» **YOUR OBJECTIVE**: Please reproduce, word for word, the items from the line with "trace brick building" to the line with "162 L 6 163", including both of those lines.

» **DATA SUPPLIED**:
-- START --

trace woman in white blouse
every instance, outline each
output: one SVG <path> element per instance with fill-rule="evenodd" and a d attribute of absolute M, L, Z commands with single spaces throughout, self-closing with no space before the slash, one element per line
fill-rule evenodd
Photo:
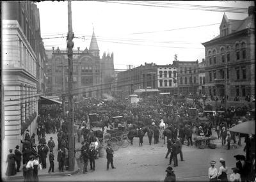
<path fill-rule="evenodd" d="M 223 158 L 220 159 L 220 162 L 221 163 L 221 166 L 220 167 L 219 172 L 218 173 L 218 179 L 220 179 L 221 181 L 228 181 L 228 176 L 227 175 L 228 168 L 226 167 L 226 162 Z"/>

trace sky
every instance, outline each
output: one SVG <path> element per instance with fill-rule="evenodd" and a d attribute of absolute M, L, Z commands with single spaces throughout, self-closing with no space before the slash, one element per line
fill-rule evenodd
<path fill-rule="evenodd" d="M 172 64 L 175 54 L 179 61 L 201 62 L 205 57 L 202 43 L 220 34 L 224 12 L 185 9 L 188 4 L 243 8 L 254 5 L 245 1 L 72 1 L 73 50 L 89 49 L 94 28 L 100 57 L 104 52 L 113 52 L 115 68 L 121 70 L 145 63 Z M 170 7 L 170 3 L 182 6 Z M 66 50 L 68 1 L 36 4 L 45 49 Z M 248 16 L 237 10 L 225 14 L 228 19 Z"/>

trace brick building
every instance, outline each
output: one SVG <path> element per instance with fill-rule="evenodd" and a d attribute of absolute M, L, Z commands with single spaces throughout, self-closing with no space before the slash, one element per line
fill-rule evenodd
<path fill-rule="evenodd" d="M 198 61 L 173 61 L 178 75 L 179 94 L 195 95 L 198 89 Z"/>
<path fill-rule="evenodd" d="M 59 95 L 68 90 L 68 57 L 66 50 L 58 47 L 46 50 L 47 94 Z M 110 93 L 110 84 L 115 75 L 113 54 L 103 54 L 100 58 L 100 50 L 93 32 L 89 49 L 73 50 L 73 88 L 75 98 L 83 97 L 100 98 Z"/>
<path fill-rule="evenodd" d="M 178 93 L 177 68 L 173 65 L 157 65 L 157 87 L 161 93 Z"/>
<path fill-rule="evenodd" d="M 156 91 L 157 88 L 157 66 L 145 63 L 133 69 L 118 73 L 117 87 L 119 96 L 128 96 L 136 91 Z"/>
<path fill-rule="evenodd" d="M 205 91 L 228 100 L 255 93 L 255 7 L 243 20 L 224 13 L 220 35 L 202 43 L 205 48 Z M 226 77 L 227 75 L 227 77 Z"/>
<path fill-rule="evenodd" d="M 39 75 L 44 75 L 42 64 L 45 57 L 39 10 L 35 4 L 30 1 L 3 2 L 2 20 L 4 90 L 2 162 L 6 163 L 8 149 L 20 146 L 26 129 L 29 129 L 31 135 L 36 133 L 37 87 L 38 84 L 44 87 L 44 78 Z M 41 46 L 37 47 L 39 44 Z M 38 70 L 37 66 L 41 66 Z"/>

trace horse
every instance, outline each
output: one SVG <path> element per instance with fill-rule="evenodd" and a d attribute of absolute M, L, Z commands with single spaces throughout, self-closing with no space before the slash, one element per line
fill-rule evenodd
<path fill-rule="evenodd" d="M 164 129 L 163 132 L 164 135 L 164 144 L 165 144 L 165 137 L 167 137 L 167 140 L 172 137 L 172 131 L 169 129 Z"/>
<path fill-rule="evenodd" d="M 159 128 L 160 128 L 160 138 L 162 139 L 163 139 L 163 132 L 164 130 L 166 128 L 166 124 L 164 123 L 163 119 L 161 119 L 161 123 L 159 125 Z"/>

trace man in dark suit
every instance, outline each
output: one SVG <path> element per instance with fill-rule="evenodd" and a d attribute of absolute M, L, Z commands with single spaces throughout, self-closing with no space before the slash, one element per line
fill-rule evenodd
<path fill-rule="evenodd" d="M 20 172 L 20 161 L 21 161 L 21 152 L 19 150 L 19 146 L 16 146 L 14 153 L 15 154 L 15 161 L 17 163 L 17 172 Z"/>
<path fill-rule="evenodd" d="M 109 167 L 109 163 L 111 165 L 112 169 L 116 169 L 114 167 L 114 164 L 113 163 L 113 158 L 114 156 L 114 151 L 112 149 L 112 148 L 110 147 L 110 144 L 108 144 L 108 148 L 106 149 L 106 152 L 107 153 L 107 159 L 108 159 L 107 170 L 108 170 L 108 169 Z"/>

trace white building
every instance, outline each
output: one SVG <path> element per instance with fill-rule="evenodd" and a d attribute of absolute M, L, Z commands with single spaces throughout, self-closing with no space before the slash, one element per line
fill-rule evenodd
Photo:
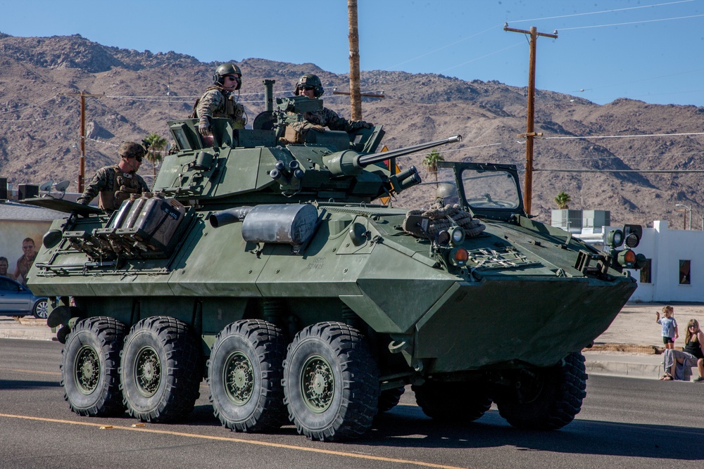
<path fill-rule="evenodd" d="M 570 231 L 596 249 L 603 249 L 610 226 L 605 210 L 553 210 L 551 224 Z M 648 259 L 645 268 L 629 271 L 638 282 L 631 301 L 704 302 L 704 231 L 667 228 L 654 221 L 643 229 L 641 243 L 634 250 Z"/>

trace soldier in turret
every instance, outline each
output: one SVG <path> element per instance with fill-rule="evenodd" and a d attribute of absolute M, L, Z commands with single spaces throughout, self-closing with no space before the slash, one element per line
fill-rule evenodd
<path fill-rule="evenodd" d="M 325 92 L 322 83 L 318 75 L 306 73 L 298 79 L 294 94 L 315 99 L 322 96 Z M 317 131 L 323 131 L 323 127 L 327 127 L 330 130 L 344 130 L 350 132 L 358 129 L 371 129 L 374 127 L 370 122 L 363 120 L 344 119 L 338 115 L 337 113 L 327 108 L 323 108 L 320 110 L 306 112 L 303 114 L 303 119 L 305 122 L 289 124 L 302 135 L 311 129 Z"/>
<path fill-rule="evenodd" d="M 223 63 L 215 69 L 213 86 L 196 101 L 191 114 L 197 118 L 198 130 L 203 136 L 211 135 L 210 119 L 229 117 L 234 129 L 244 129 L 247 123 L 244 106 L 237 101 L 234 91 L 242 86 L 242 72 L 234 63 Z"/>
<path fill-rule="evenodd" d="M 130 194 L 149 192 L 149 186 L 137 174 L 146 154 L 144 147 L 139 143 L 124 142 L 118 148 L 120 162 L 98 169 L 76 202 L 87 205 L 99 194 L 98 207 L 112 212 L 130 198 Z"/>

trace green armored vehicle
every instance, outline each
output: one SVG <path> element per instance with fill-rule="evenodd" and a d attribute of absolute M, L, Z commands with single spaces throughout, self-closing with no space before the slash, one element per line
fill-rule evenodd
<path fill-rule="evenodd" d="M 206 378 L 236 431 L 292 422 L 314 439 L 358 437 L 409 384 L 439 420 L 494 401 L 516 427 L 572 421 L 580 351 L 636 288 L 622 271 L 641 260 L 639 227 L 596 251 L 527 217 L 508 165 L 441 162 L 451 197 L 380 205 L 420 182 L 390 171 L 394 158 L 460 137 L 381 153 L 377 127 L 292 143 L 287 125 L 322 103 L 275 102 L 265 84 L 253 129 L 216 119 L 207 139 L 195 120 L 170 122 L 178 150 L 153 195 L 113 213 L 30 201 L 68 214 L 30 285 L 57 298 L 48 323 L 61 326 L 70 409 L 180 419 Z"/>

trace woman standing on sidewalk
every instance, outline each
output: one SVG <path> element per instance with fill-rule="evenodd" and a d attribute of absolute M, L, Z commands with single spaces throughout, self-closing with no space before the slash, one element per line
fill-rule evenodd
<path fill-rule="evenodd" d="M 684 351 L 697 359 L 697 368 L 699 377 L 694 378 L 695 383 L 704 382 L 704 333 L 699 328 L 699 321 L 690 319 L 687 324 L 687 332 L 684 335 Z"/>
<path fill-rule="evenodd" d="M 704 381 L 704 378 L 702 377 L 704 375 L 704 353 L 701 348 L 704 343 L 704 333 L 700 330 L 699 323 L 696 319 L 691 319 L 687 324 L 685 342 L 684 352 L 674 349 L 665 349 L 662 366 L 665 373 L 660 380 L 684 380 L 687 375 L 686 368 L 696 366 L 699 370 L 699 377 L 695 378 L 694 381 Z"/>

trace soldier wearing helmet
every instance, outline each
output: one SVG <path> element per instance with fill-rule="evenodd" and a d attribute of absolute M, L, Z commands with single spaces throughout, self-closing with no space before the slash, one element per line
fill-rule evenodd
<path fill-rule="evenodd" d="M 129 198 L 131 194 L 149 191 L 149 186 L 144 179 L 137 174 L 142 166 L 142 158 L 146 155 L 144 147 L 134 142 L 126 141 L 118 148 L 118 155 L 120 162 L 98 169 L 76 202 L 87 205 L 96 195 L 99 195 L 98 207 L 112 212 L 119 208 L 122 201 Z"/>
<path fill-rule="evenodd" d="M 215 69 L 213 86 L 209 86 L 193 106 L 191 118 L 197 118 L 201 135 L 211 135 L 210 119 L 229 117 L 234 128 L 244 129 L 246 124 L 244 106 L 237 103 L 234 91 L 242 86 L 242 72 L 234 63 L 223 63 Z"/>
<path fill-rule="evenodd" d="M 315 99 L 322 96 L 325 92 L 325 90 L 323 89 L 322 84 L 318 75 L 306 73 L 298 79 L 294 94 L 297 96 L 303 96 L 310 99 Z M 289 124 L 294 130 L 301 135 L 304 135 L 310 129 L 317 131 L 323 131 L 323 127 L 327 127 L 330 130 L 344 130 L 350 132 L 358 129 L 371 129 L 374 127 L 371 123 L 363 120 L 344 119 L 338 115 L 337 113 L 327 108 L 305 113 L 303 119 L 305 122 Z"/>

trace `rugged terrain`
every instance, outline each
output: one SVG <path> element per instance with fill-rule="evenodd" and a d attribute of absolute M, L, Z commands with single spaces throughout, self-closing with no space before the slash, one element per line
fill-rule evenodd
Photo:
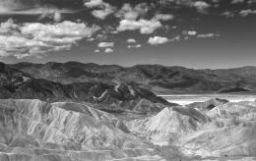
<path fill-rule="evenodd" d="M 0 100 L 0 160 L 255 160 L 256 102 L 207 107 L 121 119 L 82 103 Z"/>
<path fill-rule="evenodd" d="M 65 80 L 65 79 L 64 79 Z M 174 105 L 135 83 L 100 81 L 61 83 L 0 64 L 0 98 L 40 99 L 48 102 L 78 101 L 113 112 L 159 112 Z"/>
<path fill-rule="evenodd" d="M 256 90 L 256 68 L 195 70 L 160 65 L 83 64 L 78 62 L 10 65 L 36 79 L 62 83 L 99 81 L 109 84 L 131 82 L 156 93 L 253 92 Z"/>
<path fill-rule="evenodd" d="M 221 101 L 208 108 L 209 102 L 213 100 L 205 108 L 202 104 L 165 108 L 126 125 L 153 144 L 176 145 L 184 155 L 198 156 L 198 160 L 256 159 L 256 102 Z"/>
<path fill-rule="evenodd" d="M 150 90 L 253 92 L 255 76 L 252 67 L 0 63 L 0 160 L 253 161 L 256 102 L 180 106 Z"/>

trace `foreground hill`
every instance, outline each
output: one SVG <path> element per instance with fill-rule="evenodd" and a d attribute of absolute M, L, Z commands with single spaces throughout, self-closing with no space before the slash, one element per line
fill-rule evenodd
<path fill-rule="evenodd" d="M 198 156 L 198 160 L 255 160 L 256 102 L 223 101 L 216 105 L 165 108 L 157 115 L 127 121 L 126 125 L 149 142 L 176 145 L 183 154 Z"/>
<path fill-rule="evenodd" d="M 0 125 L 1 161 L 165 160 L 122 121 L 85 104 L 0 100 Z"/>
<path fill-rule="evenodd" d="M 36 79 L 62 83 L 99 81 L 109 84 L 133 81 L 158 93 L 247 92 L 256 90 L 256 68 L 194 70 L 160 65 L 83 64 L 78 62 L 11 65 Z"/>
<path fill-rule="evenodd" d="M 151 113 L 174 105 L 136 83 L 99 81 L 63 84 L 0 64 L 0 98 L 89 102 L 96 108 L 118 112 Z"/>

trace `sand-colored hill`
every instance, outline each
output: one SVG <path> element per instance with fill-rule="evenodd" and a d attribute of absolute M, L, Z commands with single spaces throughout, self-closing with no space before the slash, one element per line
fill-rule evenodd
<path fill-rule="evenodd" d="M 111 114 L 78 103 L 0 100 L 1 161 L 165 160 Z"/>
<path fill-rule="evenodd" d="M 200 160 L 256 157 L 256 102 L 222 103 L 212 110 L 165 108 L 126 124 L 153 144 L 176 145 Z"/>

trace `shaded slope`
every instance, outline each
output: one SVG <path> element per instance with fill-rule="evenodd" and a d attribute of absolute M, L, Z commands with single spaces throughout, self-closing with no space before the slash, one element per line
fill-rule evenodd
<path fill-rule="evenodd" d="M 95 107 L 105 110 L 139 113 L 159 112 L 165 105 L 174 105 L 136 83 L 117 82 L 109 84 L 90 81 L 62 84 L 48 80 L 33 79 L 30 75 L 5 64 L 2 64 L 2 66 L 0 71 L 2 78 L 0 80 L 0 88 L 2 88 L 0 98 L 40 99 L 51 102 L 73 100 L 90 102 L 96 104 Z M 31 67 L 33 65 L 23 64 L 23 66 Z M 35 67 L 37 66 L 41 67 L 40 65 Z M 47 66 L 58 70 L 62 68 L 55 63 L 49 63 L 45 66 L 42 68 L 47 68 Z M 72 63 L 70 66 L 73 66 Z M 81 66 L 83 67 L 83 64 Z M 79 70 L 75 71 L 80 72 Z"/>
<path fill-rule="evenodd" d="M 195 70 L 160 65 L 137 65 L 124 68 L 116 65 L 83 64 L 78 62 L 31 64 L 19 63 L 21 69 L 36 79 L 45 78 L 63 83 L 100 81 L 114 84 L 134 81 L 156 92 L 248 92 L 256 90 L 256 68 L 227 70 Z"/>

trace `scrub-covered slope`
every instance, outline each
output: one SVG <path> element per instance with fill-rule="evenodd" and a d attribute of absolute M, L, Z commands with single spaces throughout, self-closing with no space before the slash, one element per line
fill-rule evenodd
<path fill-rule="evenodd" d="M 100 81 L 62 84 L 33 77 L 0 64 L 0 98 L 79 101 L 110 111 L 159 112 L 168 103 L 136 83 L 107 84 Z"/>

-- END --

» **COMPLETE OUTPUT**:
trace brick building
every instance, outline each
output: one SVG <path> element per instance with fill-rule="evenodd" and a d attribute of absolute M, L, Z commands with single spaces throughout, self-closing with no space before the slash, one element per line
fill-rule evenodd
<path fill-rule="evenodd" d="M 198 61 L 173 61 L 178 75 L 179 94 L 195 95 L 198 89 Z"/>
<path fill-rule="evenodd" d="M 59 95 L 68 90 L 68 57 L 66 50 L 58 47 L 46 50 L 47 94 Z M 110 93 L 110 84 L 115 75 L 113 54 L 103 54 L 100 58 L 100 50 L 93 32 L 89 49 L 73 50 L 73 88 L 75 98 L 83 97 L 100 98 Z"/>
<path fill-rule="evenodd" d="M 178 93 L 177 68 L 173 65 L 157 65 L 157 87 L 161 93 Z"/>
<path fill-rule="evenodd" d="M 156 91 L 157 88 L 157 66 L 145 63 L 133 69 L 118 73 L 117 87 L 119 96 L 128 96 L 136 91 Z"/>
<path fill-rule="evenodd" d="M 205 91 L 228 100 L 255 93 L 255 7 L 243 20 L 224 13 L 220 35 L 202 43 L 205 48 Z M 226 77 L 227 75 L 227 77 Z"/>
<path fill-rule="evenodd" d="M 39 75 L 44 75 L 42 64 L 45 57 L 39 10 L 35 4 L 30 1 L 3 2 L 2 20 L 4 90 L 2 162 L 6 163 L 8 149 L 20 146 L 26 129 L 29 129 L 31 135 L 36 133 L 37 87 L 38 84 L 44 87 L 44 78 Z M 41 46 L 37 47 L 39 44 Z M 38 70 L 37 66 L 41 66 Z"/>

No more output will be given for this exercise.